■ BRIEF:
Report every line of the records below that contains the word "advertising", copying each line in full.

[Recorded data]

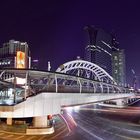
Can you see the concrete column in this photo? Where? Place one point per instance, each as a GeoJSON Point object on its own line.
{"type": "Point", "coordinates": [40, 121]}
{"type": "Point", "coordinates": [9, 121]}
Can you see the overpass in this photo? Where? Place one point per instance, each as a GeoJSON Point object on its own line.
{"type": "Point", "coordinates": [33, 93]}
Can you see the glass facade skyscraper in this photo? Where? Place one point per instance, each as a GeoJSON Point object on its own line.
{"type": "Point", "coordinates": [118, 67]}
{"type": "Point", "coordinates": [15, 54]}
{"type": "Point", "coordinates": [99, 48]}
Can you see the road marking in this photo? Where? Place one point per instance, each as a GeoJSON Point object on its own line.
{"type": "Point", "coordinates": [32, 137]}
{"type": "Point", "coordinates": [90, 133]}
{"type": "Point", "coordinates": [9, 136]}
{"type": "Point", "coordinates": [58, 134]}
{"type": "Point", "coordinates": [19, 137]}
{"type": "Point", "coordinates": [42, 138]}
{"type": "Point", "coordinates": [1, 134]}
{"type": "Point", "coordinates": [128, 138]}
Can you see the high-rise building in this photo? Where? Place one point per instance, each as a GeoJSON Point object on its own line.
{"type": "Point", "coordinates": [118, 67]}
{"type": "Point", "coordinates": [99, 48]}
{"type": "Point", "coordinates": [35, 64]}
{"type": "Point", "coordinates": [15, 54]}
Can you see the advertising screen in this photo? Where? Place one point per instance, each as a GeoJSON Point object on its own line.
{"type": "Point", "coordinates": [20, 59]}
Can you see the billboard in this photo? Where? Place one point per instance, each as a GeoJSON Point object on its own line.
{"type": "Point", "coordinates": [20, 59]}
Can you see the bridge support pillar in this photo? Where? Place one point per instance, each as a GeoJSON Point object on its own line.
{"type": "Point", "coordinates": [9, 121]}
{"type": "Point", "coordinates": [40, 121]}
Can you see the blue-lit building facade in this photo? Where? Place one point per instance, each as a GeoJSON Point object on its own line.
{"type": "Point", "coordinates": [103, 50]}
{"type": "Point", "coordinates": [15, 54]}
{"type": "Point", "coordinates": [99, 48]}
{"type": "Point", "coordinates": [118, 67]}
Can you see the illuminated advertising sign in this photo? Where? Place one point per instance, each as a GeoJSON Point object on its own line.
{"type": "Point", "coordinates": [20, 59]}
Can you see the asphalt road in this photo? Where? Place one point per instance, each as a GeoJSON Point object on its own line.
{"type": "Point", "coordinates": [101, 123]}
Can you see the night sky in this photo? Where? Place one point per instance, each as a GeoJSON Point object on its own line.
{"type": "Point", "coordinates": [54, 28]}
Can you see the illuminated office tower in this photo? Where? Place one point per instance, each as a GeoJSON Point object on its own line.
{"type": "Point", "coordinates": [99, 48]}
{"type": "Point", "coordinates": [15, 54]}
{"type": "Point", "coordinates": [118, 67]}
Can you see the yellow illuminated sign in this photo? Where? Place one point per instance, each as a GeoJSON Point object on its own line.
{"type": "Point", "coordinates": [20, 59]}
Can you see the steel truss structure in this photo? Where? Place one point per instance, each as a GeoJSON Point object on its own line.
{"type": "Point", "coordinates": [19, 84]}
{"type": "Point", "coordinates": [87, 70]}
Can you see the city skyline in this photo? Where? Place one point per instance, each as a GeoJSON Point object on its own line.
{"type": "Point", "coordinates": [56, 28]}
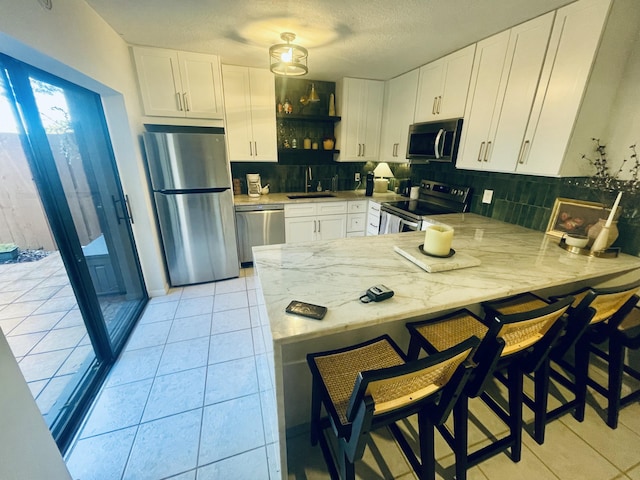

■ EXERCISE RESPONSE:
Can you see the advertising screen in this photo? Where? Place one point per instance, each as a GeoJSON Point object on its own line.
Can you see the illuminated advertising sign in this photo? Where? Place one point per instance, each as a GeoJSON Point object on its own line.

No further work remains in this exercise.